- **Aufgabenstellung**
Übersetze diesen Satz aus dem Textauszug über das Comicgate-Printmagazin ins Englische: »Einem durchaus ernsten Thema wendet sich Thomas Kögel in seinem Artikel „Alles erlaubt?“ zu, in dem er der Frage nachgeht, wie freizügig ein Comic sein darf und wie es um Zensur, Recht und Gesetz in diesem Genre steht.«

- **Textauszug**
══════════

Seit 2006 veröffentlicht die Redaktion des Online-Magazins „Comicgate“ einmal im Jahr ein Printmagazin mit größtenteils exklusiven Inhalten, die sich rund um das Thema Comic drehen. Dass der Inhalt scheinbar recht gelungen ist, konnten sie bereits 2009 erfahren. Hier erhielten sie den "ICOM-Preis für eine besondere Leistung oder Publikation" als Auszeichnung. Wer sie nicht kennen sollte, bei der ICOM handelt es sich um den „Interessenverband Comic, Cartoon, Illustration und Trickfilm e.V.“. Doch nun zur aktuellen Ausgabe, die sich ausschließlich mit Artikeln, Interviews und Kurzcomics zum Thema „Erotik in Comics“ beschäftigt.

 

Den Einstieg macht Gastautor Gaijinjoe, den Betreiber der etablierten Website eroticcomic.info, der sich mit dem Beginn, den Höhepunkten, der Weiterentwicklung und der Zukunft des Genres „Erotischer Comic“ beschäftigt. Über schlüpfrige Kupferstiche und Gemälde des 18. und 19. Jahrhunderts nimmt er den Leser auf eine überaus unterhaltsame Reise durch die unterschiedlichen Epochen mit und weiß einiges über die zum Teil höchst unterschiedlichen Vorlieben der einzelnen „Epochen“ zu berichten.

 

Wie man den richtigen Porno-Comic für sich finden kann, verrät keine geringere als Colleen Coover, die mit ihren „Girly Porno Comic Book“ Small Favors bekannt wurde und die in einem überaus kurzweiligen Artikel mehr oder weniger „a lady´s guide to reading comic book porn“ bietet, dem sich ein Interview rund um das Thema Erotik, Zielgruppe für lesbische Pornos und einiges mehr mit ihr anschließt.

 

Die Redaktion hat sich auch mit dem britischen Autor Tim Pilcher unterhalten, der ein zwei Bände umfassendes Kompendium namens Erotische Comics verfasst hat. Überaus kurzweilig geht es hier um historische Ursprünge erotischer Bilddarstellungen, den oft diskutierten Unterschied zwischen Erotik und Pornografie, Zensurprobleme sowie prüde und nicht ganz so prüde Nationen.

 

Einem durchaus ernsten Thema wendet sich Thomas Kögel in seinem Artikel „Alles erlaubt?“ zu, in dem er der Frage nachgeht, wie freizügig ein Comic sein darf und wie es um Zensur, Recht und Gesetz in diesem Genre steht.

 

Schon immer gefragt, wie der amerikanische Superheldencomic mit Sex umgeht? Andreas Völlinger und Björn Wederhake starten eine Reise durch die amerikanische Comicgeschichte in den 40er Jahren des vorigen Jahrhunderts und berichten von offenen Zensur, subtilen Andeutungen bis hin zur verkrampften Befreiung und der beginnenden Normalität, die sich schließlich in den 90er Jahren einstellte. Ein interessantes und lesenswertes Stück Zeitgeschichte von einem Land, welches den größten Pornomarkt der Welt vorweisen kann, sich in seinen Ansichten und Moralvorstellungen aber überaus konservativ gibt.

══════════

- **Datenteil**
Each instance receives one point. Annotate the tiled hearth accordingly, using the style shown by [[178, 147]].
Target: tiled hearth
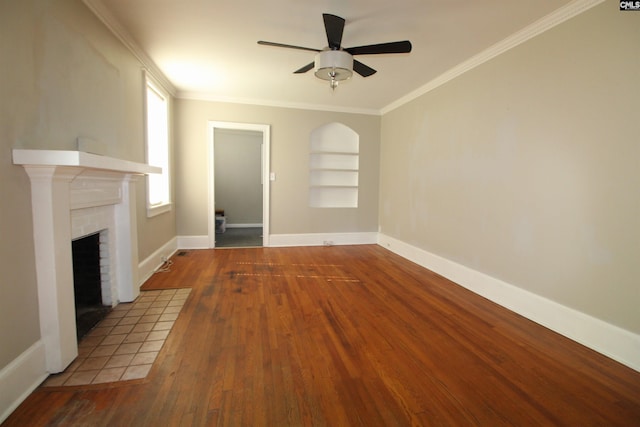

══════════

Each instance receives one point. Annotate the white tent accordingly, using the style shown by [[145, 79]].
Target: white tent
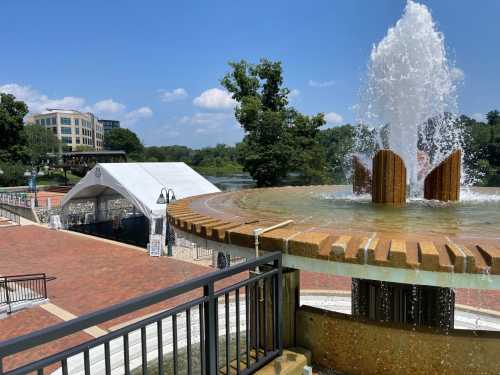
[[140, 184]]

══════════

- **Lösung**
Thomas Kögel turns to a decidedly serious topic in his article "Alles erlaubt?", in which he explores how explicit a comic may be and how matters stand with censorship, law, and legislation in this genre.